==== Selected text
I recall some kind of James comparison, but I certainly never thought it was absurd (even if others did). In fact, if you substract 5 inches from the rookie LeBron James, you essentially have Derrick Rose in every facet of the game.


----------



## Nu_Omega (Nov 27, 2006)

It's a long shot for sure but not impossible. IF the bulls can stay near or slightly above .500, Rose will have a chance. I expect Rose to have a stellar rookie season but the reason why great rooks don't make it to the all-star game is mainly due to the fact that their team sucks and that IMHO has an impact on whether fans will vote for the player.

Fundamentally, the bulls are sound, we were kicking miami's butt and pushing the pistons to 6 games not too long ago. Last season was unfortunate due to the trade rumours and contract issues. If we can get back to where we were 2 seasons ago, hell yeah...Rose might sneak into the final spot.


----------



## Ruff Draft (Nov 21, 2004)

Rose is more talented, but that doesn't always mean something. Bad example, but even Gerald Green is talented. Give Rose a year or two before posts like this have much meaning behind them.


----------



## croco (Feb 14, 2005)

Rose would have to put something like 18/7 just to get consideration and I doubt he will. It's almost impossible to make the team as a rookie because the fans won't vote you in and the coaches tend to go with long tenured players and reward them if the production is about the same.


----------



## Ras (Jul 25, 2005)

I think people are getting ahead of themselves by calling him a shorter LeBron. Let him play a game first before comparing him to one of the greatest players to ever step onto the court.


----------



## The Krakken (Jul 17, 2002)

Ras said:


> I think people are getting ahead of themselves by calling him a shorter LeBron. Let him play a game first before comparing him to one of the greatest players to ever step onto the court.


The Comparison is in talent and ability relative to his position, not on court projections or results. I don't think anyone here is expecting Derrick Rose to average 30-7-7, any time soon.

But it wouldn't shock me in the least if he averaged 25 and 8 or 25 and 9 as soon as next season.


----------



## yodurk (Sep 4, 2002)

Ras said:


> I think people are getting ahead of themselves by calling him a shorter LeBron. Let him play a game first before comparing him to one of the greatest players to ever step onto the court.


Well for starters, it's a bit premature to call LeBron one of the greater ever. He needs a little more playoff success + about 4-5 more years or longevity to earn that title, and even then I'm not sure if he'll have the championship credentials to be mentioned with MJ, Magic, Bird, etc.
========
==== Available records
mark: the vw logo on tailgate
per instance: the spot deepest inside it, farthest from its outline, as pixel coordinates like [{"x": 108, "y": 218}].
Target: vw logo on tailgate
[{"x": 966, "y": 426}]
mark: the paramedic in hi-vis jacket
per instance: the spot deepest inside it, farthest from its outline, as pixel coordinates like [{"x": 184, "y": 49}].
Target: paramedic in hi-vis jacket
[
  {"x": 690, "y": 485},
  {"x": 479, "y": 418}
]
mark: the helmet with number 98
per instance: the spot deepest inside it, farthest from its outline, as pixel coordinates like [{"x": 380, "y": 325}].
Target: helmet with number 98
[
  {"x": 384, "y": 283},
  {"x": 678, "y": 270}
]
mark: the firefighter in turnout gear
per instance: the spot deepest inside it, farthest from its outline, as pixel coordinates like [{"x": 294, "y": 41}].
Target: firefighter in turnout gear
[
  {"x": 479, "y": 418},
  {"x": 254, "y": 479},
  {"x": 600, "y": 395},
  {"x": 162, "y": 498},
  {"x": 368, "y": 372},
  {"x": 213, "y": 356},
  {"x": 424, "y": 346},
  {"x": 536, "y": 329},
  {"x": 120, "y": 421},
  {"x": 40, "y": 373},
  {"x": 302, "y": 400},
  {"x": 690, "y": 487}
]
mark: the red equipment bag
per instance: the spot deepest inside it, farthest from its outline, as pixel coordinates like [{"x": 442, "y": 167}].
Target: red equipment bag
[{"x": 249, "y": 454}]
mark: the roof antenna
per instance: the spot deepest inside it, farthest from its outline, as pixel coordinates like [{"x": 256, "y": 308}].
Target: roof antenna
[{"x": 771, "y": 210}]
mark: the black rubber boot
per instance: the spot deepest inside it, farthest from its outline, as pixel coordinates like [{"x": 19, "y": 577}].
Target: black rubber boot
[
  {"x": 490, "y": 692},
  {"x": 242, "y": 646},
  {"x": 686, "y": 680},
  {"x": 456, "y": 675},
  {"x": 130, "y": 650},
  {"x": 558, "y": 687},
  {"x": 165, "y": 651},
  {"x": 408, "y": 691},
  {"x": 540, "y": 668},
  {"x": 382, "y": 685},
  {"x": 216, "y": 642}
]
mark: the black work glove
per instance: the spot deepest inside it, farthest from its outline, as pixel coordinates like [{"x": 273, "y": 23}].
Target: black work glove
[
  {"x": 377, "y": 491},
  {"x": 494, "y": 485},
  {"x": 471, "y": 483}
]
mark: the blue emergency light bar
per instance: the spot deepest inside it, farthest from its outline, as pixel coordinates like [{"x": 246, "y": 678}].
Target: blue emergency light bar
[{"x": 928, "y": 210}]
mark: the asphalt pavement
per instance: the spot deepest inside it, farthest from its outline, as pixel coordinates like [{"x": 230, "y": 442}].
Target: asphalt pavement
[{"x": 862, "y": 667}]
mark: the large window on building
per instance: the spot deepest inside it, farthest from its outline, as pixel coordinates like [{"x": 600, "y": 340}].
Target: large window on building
========
==== Available records
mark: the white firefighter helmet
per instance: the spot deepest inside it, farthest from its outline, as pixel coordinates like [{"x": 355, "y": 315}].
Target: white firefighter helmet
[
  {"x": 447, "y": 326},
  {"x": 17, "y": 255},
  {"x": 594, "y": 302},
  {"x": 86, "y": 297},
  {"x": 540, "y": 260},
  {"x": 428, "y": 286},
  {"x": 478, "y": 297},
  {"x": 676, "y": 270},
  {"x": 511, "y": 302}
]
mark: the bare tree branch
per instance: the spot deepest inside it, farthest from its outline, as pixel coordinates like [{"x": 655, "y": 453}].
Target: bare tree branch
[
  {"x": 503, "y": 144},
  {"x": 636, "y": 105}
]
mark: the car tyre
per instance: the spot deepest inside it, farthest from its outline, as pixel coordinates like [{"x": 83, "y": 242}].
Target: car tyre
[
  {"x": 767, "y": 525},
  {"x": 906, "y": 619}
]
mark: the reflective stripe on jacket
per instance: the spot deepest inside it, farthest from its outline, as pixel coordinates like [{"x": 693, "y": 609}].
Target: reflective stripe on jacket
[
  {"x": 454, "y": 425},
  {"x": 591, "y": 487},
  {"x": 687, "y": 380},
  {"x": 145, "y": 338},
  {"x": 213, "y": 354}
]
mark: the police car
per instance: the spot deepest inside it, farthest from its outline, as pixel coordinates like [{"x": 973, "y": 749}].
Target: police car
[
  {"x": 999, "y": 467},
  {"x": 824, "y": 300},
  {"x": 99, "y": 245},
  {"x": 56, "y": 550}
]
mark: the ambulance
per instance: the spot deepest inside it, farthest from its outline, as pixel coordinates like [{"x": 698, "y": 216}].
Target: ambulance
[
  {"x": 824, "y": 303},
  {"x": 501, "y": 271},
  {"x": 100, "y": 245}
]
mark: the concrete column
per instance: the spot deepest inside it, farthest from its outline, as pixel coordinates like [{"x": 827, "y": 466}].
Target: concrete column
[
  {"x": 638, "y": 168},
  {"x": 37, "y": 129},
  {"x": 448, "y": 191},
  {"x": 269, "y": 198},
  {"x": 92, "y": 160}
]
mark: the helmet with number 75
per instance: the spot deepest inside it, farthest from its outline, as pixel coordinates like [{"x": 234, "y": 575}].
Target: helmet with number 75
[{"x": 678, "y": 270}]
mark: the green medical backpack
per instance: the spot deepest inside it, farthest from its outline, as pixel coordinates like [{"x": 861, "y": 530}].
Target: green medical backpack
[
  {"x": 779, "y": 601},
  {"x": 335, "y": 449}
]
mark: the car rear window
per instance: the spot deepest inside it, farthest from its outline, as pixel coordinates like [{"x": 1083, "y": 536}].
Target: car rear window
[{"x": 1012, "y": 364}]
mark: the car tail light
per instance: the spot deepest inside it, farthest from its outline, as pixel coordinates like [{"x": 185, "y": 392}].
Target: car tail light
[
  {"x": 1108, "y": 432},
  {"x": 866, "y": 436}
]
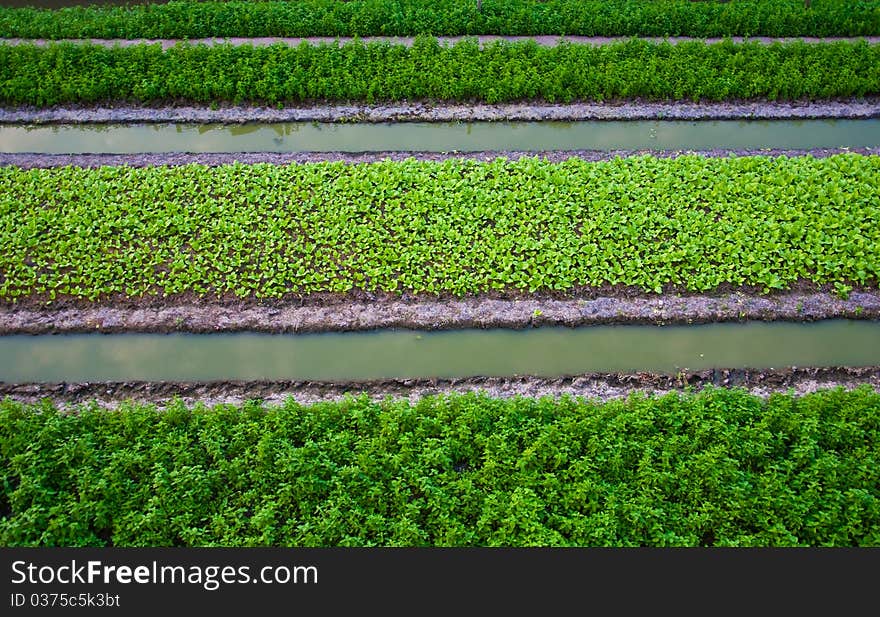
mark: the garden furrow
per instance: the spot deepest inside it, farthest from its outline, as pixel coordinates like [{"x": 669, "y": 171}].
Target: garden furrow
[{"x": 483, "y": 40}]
========
==== Available records
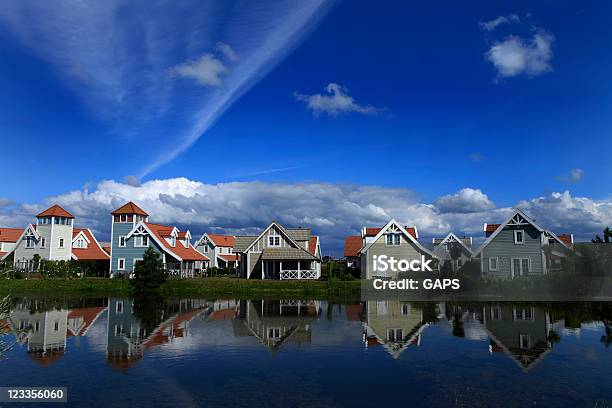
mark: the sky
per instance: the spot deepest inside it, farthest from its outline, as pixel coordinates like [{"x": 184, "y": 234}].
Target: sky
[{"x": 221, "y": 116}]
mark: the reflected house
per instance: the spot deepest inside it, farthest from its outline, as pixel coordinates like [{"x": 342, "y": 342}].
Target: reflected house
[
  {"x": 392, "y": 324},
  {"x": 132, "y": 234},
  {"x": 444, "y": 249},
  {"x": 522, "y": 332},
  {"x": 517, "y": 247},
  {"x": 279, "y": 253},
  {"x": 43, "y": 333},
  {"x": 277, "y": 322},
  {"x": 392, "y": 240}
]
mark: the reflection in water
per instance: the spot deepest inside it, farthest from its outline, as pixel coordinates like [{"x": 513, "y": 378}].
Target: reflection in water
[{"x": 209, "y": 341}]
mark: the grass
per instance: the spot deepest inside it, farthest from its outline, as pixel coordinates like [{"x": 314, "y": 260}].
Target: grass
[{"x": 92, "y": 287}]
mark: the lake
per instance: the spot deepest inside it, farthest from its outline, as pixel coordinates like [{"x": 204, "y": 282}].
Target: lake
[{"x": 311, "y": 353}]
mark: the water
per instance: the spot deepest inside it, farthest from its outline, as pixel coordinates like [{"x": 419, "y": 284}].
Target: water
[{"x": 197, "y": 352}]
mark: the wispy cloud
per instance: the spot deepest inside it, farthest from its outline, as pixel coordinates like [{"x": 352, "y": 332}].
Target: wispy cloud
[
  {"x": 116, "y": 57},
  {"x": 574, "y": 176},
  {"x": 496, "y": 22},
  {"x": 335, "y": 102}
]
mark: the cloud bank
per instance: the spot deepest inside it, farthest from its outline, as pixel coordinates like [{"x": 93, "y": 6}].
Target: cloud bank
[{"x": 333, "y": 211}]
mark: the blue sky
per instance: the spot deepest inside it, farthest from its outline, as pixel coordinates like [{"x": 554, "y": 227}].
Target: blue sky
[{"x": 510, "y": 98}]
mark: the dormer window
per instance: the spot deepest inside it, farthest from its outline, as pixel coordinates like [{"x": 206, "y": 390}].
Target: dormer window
========
Short exercise 1> List the usernames that appear as headers above the posts in the forum thread about Derrick Rose.
Short exercise 2> Reproduce the lines of the rows starting at the line that contains "mark: the cloud bank" and ending at the line that contains "Target: dormer window", with both of those lines included.

Final result 1>
Nu_Omega
Ruff Draft
croco
Ras
The Krakken
yodurk

Final result 2>
mark: the cloud bank
per instance: the spot deepest inside it, farthest from its outline, as pixel coordinates like [{"x": 93, "y": 6}].
Target: cloud bank
[{"x": 333, "y": 211}]
mark: the blue sky
per instance: the spot deepest inside it, farthest from its outline, as pixel coordinates like [{"x": 554, "y": 227}].
Target: blue sky
[{"x": 510, "y": 98}]
mark: the dormer window
per instance: the spot deepest inside it, farthest from its outline, as pixel coordinates like [{"x": 206, "y": 390}].
Target: dormer window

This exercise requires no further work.